DATA FOR THIS EXERCISE:
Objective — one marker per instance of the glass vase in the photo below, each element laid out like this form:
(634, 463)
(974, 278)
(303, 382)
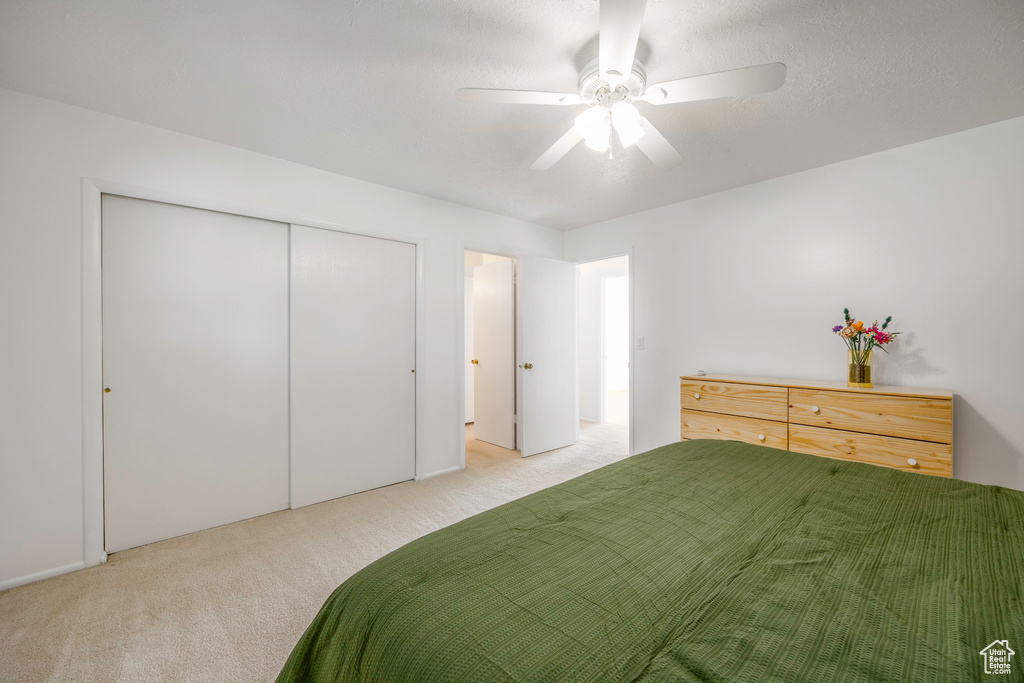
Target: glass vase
(860, 369)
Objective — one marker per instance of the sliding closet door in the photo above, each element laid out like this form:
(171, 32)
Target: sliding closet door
(196, 365)
(353, 352)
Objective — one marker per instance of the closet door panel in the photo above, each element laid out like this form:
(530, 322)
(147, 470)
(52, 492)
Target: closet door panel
(353, 352)
(196, 358)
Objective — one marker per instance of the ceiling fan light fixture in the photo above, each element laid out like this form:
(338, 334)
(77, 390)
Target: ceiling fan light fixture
(626, 119)
(595, 127)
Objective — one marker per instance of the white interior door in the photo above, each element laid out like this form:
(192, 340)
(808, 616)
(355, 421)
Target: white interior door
(196, 359)
(547, 300)
(468, 365)
(494, 347)
(353, 355)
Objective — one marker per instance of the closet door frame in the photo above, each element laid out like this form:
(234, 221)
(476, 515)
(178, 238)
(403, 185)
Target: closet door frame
(93, 550)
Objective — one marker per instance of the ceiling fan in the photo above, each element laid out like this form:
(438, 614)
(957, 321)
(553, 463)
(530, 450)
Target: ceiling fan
(610, 84)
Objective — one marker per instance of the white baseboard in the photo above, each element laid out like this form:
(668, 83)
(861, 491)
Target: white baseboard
(39, 575)
(438, 473)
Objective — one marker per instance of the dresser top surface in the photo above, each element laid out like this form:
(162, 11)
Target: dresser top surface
(879, 389)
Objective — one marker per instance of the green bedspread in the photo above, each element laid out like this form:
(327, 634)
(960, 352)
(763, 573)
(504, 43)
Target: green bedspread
(698, 561)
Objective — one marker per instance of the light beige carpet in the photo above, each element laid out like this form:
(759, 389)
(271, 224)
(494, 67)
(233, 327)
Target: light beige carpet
(228, 603)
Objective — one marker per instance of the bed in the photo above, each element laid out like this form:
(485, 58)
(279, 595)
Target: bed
(705, 560)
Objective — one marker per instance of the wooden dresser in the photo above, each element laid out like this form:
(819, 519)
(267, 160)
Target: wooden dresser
(902, 427)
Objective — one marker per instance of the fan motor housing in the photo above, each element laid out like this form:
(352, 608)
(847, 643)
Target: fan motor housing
(591, 82)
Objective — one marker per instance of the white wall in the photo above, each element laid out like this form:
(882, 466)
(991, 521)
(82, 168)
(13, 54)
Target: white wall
(590, 331)
(751, 281)
(468, 346)
(45, 151)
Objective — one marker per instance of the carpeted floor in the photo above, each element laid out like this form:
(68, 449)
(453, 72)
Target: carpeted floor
(228, 603)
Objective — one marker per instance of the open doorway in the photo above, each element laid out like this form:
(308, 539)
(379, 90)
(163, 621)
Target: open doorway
(603, 345)
(489, 358)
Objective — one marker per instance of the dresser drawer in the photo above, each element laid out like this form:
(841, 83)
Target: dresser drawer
(751, 400)
(930, 458)
(906, 417)
(709, 425)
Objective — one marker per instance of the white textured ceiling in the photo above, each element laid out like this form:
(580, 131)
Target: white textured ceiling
(367, 89)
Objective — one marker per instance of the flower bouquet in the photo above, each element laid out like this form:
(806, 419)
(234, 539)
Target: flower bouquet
(860, 341)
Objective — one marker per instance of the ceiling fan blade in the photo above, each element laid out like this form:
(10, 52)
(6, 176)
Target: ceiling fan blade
(491, 95)
(557, 151)
(616, 46)
(658, 150)
(747, 81)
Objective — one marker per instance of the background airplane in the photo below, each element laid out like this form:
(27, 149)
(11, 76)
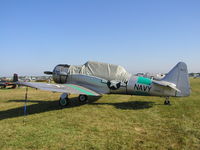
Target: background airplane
(95, 79)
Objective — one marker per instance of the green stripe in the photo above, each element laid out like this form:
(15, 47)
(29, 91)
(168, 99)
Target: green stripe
(142, 80)
(81, 90)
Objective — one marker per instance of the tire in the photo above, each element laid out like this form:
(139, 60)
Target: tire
(64, 100)
(82, 98)
(167, 102)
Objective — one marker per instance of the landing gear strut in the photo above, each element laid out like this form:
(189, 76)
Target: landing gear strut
(82, 98)
(167, 102)
(64, 100)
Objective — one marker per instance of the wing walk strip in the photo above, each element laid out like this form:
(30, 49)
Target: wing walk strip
(80, 89)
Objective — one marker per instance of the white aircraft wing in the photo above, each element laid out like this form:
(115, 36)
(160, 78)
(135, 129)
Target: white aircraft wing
(167, 84)
(63, 88)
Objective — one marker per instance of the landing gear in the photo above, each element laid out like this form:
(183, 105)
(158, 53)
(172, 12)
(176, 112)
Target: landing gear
(82, 98)
(64, 100)
(167, 102)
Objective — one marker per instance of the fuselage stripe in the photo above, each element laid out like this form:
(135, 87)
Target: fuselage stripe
(81, 90)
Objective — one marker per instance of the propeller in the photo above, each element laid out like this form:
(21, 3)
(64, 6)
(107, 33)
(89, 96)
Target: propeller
(48, 72)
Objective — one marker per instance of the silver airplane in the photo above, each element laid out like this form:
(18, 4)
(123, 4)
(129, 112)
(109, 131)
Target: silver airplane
(96, 79)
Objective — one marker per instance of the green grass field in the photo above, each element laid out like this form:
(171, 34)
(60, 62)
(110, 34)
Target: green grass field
(109, 122)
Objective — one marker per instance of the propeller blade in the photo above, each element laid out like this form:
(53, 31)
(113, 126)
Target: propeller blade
(48, 72)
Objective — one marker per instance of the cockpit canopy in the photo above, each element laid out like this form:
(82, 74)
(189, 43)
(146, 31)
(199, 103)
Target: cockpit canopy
(60, 73)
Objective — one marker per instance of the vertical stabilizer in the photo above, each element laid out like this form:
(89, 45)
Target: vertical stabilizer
(179, 76)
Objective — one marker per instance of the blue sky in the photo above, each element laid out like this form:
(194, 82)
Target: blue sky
(141, 35)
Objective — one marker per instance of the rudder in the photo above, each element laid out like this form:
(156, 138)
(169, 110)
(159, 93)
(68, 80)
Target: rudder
(179, 76)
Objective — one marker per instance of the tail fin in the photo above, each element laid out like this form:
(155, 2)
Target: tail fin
(179, 76)
(15, 77)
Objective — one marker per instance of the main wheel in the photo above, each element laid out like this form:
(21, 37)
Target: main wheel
(64, 100)
(167, 102)
(82, 98)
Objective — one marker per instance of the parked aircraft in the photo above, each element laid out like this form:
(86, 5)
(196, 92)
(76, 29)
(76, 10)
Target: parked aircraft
(95, 79)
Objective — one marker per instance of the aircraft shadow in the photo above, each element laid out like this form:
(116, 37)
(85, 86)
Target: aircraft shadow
(45, 106)
(39, 107)
(132, 105)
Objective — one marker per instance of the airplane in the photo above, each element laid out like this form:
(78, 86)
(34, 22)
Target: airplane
(96, 79)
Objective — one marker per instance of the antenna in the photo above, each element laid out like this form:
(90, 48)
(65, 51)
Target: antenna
(25, 101)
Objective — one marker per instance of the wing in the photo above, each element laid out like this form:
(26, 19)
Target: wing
(167, 84)
(63, 88)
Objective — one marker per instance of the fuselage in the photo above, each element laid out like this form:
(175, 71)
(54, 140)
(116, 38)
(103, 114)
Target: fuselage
(135, 85)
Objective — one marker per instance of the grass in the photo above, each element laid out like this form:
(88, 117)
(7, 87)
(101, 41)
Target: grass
(108, 122)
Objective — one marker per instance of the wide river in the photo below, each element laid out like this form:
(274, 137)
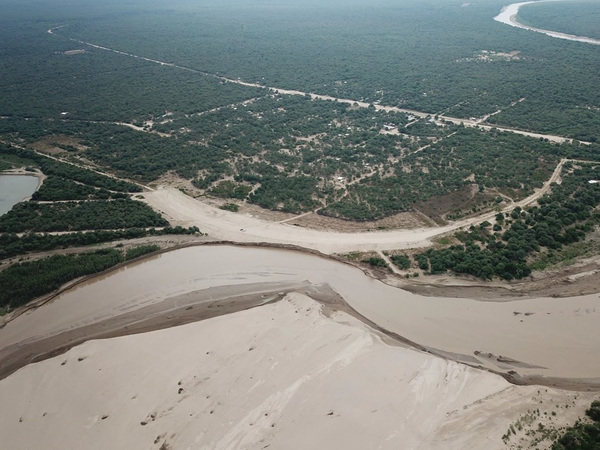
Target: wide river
(15, 188)
(561, 336)
(509, 13)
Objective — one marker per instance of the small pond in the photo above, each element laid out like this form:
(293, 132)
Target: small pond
(15, 188)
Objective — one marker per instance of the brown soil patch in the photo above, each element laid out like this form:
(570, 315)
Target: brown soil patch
(57, 144)
(404, 220)
(460, 201)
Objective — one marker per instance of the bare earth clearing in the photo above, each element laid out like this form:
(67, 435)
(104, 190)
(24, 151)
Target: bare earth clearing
(186, 211)
(294, 351)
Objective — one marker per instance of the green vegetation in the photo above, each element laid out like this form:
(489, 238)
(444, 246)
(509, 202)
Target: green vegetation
(23, 282)
(60, 189)
(77, 216)
(401, 261)
(230, 207)
(580, 18)
(290, 152)
(561, 219)
(585, 434)
(135, 252)
(375, 261)
(12, 245)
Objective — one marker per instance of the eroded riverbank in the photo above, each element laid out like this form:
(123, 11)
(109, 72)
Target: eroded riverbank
(542, 340)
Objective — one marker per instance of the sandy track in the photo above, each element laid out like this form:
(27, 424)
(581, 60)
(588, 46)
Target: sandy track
(181, 209)
(420, 114)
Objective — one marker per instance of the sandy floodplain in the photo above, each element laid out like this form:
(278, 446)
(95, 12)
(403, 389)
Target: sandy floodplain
(285, 375)
(551, 341)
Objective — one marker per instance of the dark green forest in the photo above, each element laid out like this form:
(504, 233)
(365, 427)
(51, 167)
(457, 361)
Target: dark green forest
(174, 109)
(580, 18)
(562, 217)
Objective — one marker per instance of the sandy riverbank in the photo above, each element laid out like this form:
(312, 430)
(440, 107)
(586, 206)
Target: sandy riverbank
(538, 340)
(509, 13)
(281, 376)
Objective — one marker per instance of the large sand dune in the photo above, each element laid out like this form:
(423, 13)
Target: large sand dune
(279, 376)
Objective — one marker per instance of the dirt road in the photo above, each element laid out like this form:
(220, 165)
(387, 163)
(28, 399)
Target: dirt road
(181, 209)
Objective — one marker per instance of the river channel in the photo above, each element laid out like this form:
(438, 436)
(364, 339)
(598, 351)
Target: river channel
(542, 336)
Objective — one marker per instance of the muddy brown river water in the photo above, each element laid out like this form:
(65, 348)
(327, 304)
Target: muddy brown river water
(545, 337)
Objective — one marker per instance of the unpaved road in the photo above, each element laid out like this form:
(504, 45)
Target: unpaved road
(465, 122)
(181, 209)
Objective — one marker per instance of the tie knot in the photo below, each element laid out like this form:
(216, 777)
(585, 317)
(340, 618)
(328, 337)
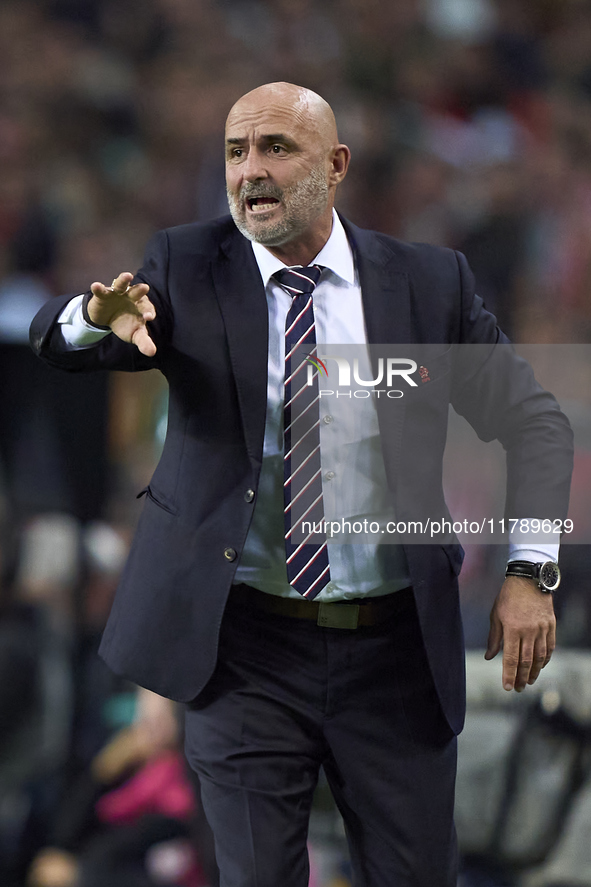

WORK INSTRUCTION: From the listing above, pick out every line containing "below".

SOLUTION TO THIS PROBLEM:
Objective — one marker per instance of the glass vase in the photo below, each element laid out like this form:
Objective — one marker per instance of the background airplane in the photo below, each element laid out like this form:
Objective — one marker per instance of the wide river in the photo below, each element laid out like this form:
Objective — one marker per instance of the tie knot in the photo below, each element laid out like this form:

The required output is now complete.